• [WORK INSTRUCTIONS]: Emit an exact copy of the lines running from the start of the records to the line containing "Write the answer", both included.

• [MATERIAL FOR THIS TASK]:
——————————

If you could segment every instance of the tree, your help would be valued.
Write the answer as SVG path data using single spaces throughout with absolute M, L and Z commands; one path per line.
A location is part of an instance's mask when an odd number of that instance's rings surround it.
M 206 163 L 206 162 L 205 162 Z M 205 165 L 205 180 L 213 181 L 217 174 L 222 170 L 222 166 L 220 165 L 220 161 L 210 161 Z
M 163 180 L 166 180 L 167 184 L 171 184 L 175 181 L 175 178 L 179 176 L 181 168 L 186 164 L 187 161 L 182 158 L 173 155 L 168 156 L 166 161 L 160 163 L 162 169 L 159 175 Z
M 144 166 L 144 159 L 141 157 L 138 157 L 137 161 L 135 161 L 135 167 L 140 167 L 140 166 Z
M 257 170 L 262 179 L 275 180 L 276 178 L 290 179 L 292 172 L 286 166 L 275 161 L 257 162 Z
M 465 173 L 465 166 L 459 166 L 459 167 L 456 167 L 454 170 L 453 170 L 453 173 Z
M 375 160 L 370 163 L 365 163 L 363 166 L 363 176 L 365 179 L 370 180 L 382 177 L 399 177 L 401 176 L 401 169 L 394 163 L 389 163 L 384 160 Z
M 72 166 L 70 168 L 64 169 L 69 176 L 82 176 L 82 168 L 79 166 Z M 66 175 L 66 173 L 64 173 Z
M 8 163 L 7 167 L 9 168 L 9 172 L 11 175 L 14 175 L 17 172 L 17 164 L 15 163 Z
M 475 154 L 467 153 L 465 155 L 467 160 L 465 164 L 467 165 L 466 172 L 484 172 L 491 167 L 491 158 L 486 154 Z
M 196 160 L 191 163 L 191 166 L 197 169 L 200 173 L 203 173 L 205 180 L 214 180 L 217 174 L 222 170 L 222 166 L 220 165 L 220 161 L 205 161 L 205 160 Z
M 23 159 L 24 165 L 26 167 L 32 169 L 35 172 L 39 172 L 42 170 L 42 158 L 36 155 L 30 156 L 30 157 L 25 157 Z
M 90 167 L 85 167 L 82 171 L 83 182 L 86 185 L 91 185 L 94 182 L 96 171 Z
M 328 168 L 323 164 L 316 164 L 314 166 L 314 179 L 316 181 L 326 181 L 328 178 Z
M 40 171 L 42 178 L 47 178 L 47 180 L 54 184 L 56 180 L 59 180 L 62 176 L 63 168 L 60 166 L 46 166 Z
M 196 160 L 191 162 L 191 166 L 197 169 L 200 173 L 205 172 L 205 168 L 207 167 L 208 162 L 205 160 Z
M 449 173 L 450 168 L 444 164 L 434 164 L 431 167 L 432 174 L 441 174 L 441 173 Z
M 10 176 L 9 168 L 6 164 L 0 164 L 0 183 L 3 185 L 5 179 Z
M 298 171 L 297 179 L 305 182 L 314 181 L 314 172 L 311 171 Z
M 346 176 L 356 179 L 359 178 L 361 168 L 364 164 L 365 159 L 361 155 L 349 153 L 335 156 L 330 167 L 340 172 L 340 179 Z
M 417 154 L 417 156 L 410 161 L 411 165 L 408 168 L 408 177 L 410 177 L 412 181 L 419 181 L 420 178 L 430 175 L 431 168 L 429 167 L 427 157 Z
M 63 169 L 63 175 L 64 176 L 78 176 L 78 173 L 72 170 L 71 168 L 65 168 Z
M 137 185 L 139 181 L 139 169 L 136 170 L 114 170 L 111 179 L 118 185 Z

——————————

• [SOLUTION FOR THIS PROBLEM]:
If you could segment every instance of the tree, your help would be valued.
Write the answer as SVG path data using single spaces throughout with absolute M, L and Z commands; one path per line.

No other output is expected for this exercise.